• _BRIEF_
In the data below, find the line containing "like [(628, 431)]."; reproduce that line and all subsequent lines exactly, and nothing else.

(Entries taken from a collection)
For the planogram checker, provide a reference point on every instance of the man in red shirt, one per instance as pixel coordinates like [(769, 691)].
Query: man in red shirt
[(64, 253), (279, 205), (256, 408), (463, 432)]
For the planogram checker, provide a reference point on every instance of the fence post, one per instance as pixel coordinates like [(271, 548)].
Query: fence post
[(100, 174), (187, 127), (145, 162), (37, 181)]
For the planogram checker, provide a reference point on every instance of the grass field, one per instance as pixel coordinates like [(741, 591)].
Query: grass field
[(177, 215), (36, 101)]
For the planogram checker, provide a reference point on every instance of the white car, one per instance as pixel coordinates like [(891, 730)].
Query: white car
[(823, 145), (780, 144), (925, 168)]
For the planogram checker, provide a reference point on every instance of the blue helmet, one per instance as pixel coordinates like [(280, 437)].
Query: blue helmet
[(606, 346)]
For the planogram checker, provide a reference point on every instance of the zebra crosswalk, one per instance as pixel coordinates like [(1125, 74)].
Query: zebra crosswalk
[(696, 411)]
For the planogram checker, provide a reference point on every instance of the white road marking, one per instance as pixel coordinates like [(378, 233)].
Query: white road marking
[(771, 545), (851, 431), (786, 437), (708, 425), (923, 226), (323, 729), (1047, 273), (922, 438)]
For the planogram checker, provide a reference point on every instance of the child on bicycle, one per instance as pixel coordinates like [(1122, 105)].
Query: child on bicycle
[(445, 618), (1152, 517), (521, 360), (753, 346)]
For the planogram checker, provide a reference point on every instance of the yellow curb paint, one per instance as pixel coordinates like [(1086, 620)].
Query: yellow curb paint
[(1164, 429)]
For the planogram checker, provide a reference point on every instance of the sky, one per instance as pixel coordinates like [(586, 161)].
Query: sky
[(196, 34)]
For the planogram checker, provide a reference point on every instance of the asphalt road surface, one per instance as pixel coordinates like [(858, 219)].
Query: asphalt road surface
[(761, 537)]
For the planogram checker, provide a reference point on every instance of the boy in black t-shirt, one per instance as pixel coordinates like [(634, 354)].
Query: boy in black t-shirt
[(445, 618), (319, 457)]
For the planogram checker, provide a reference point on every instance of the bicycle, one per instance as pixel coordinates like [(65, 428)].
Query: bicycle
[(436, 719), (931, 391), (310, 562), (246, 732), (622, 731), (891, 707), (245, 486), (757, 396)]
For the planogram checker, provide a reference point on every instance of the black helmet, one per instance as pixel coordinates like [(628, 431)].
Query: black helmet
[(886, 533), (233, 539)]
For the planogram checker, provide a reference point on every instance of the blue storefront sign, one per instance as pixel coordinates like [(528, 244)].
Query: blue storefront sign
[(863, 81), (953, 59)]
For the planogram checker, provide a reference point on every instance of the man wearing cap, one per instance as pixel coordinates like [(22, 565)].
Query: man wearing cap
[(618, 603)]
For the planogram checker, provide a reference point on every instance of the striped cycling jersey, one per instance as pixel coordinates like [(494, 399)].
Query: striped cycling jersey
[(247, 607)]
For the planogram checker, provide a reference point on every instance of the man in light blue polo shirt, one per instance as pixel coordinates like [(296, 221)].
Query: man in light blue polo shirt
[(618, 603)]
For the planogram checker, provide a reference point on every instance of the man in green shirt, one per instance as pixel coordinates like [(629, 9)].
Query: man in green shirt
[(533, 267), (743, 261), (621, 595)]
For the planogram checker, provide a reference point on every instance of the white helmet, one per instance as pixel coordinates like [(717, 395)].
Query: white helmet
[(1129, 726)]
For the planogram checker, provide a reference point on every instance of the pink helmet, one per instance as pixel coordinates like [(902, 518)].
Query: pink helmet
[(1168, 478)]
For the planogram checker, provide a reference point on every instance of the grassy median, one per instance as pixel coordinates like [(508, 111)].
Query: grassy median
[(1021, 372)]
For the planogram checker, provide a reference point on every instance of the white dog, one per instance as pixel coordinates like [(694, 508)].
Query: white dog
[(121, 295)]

• _TASK SOLUTION_
For the planogram checker, provide a reference point on every instance of the black helmet, one per instance as pixel coordinates like [(628, 431)].
Query: black helmet
[(886, 533), (233, 539)]
For the planogram checker, provide a reference point on every instance of the blue storefront sign, one per instance as pixel coordinates like [(528, 244)].
Query: blue storefront sign
[(863, 81), (953, 59)]
For the planogram checker, provide a reference point on every instance of the man wearing cap, one per instance as pixel coordinates like [(22, 565)].
Query: man wearing cap
[(618, 603)]
For the planogram checker, provide a reference point on every instance of the striped cycling jersey, one per instance as pixel coordinates like [(494, 399)].
Query: striped cycling jersey
[(247, 607)]
For the planogram checker, provide a reference point on every instance of the man in light blue polo shirt, one per instance as pixel coordinates like [(296, 221)].
Query: man in light blue polo shirt
[(618, 603)]
For the planogram checker, provide a reference point on every instance of the man in green shirt, one per instance as pixel coordinates like [(629, 9)].
Query: man in green shirt
[(533, 267), (743, 261), (621, 595)]
For the planogram checker, provide a reference point on every instance of the white helmet, one per instance as pixel coordinates like [(717, 395)].
Query: white helmet
[(1129, 726)]
For the planogram checker, provide a reference point on every instance of the pink helmet, one per instance as pixel coordinates like [(902, 518)].
Query: pink helmet
[(1168, 478)]
For the planogram checker, provide a reference point on every instance of the grassy median, one per instance as pixel coordinates like [(508, 111)].
Query: grassy median
[(1021, 372)]
For the planogram checker, provide a reference point on every instance of the white dog, one per instance as pixel coordinates like [(694, 508)].
Query: white dog
[(121, 295)]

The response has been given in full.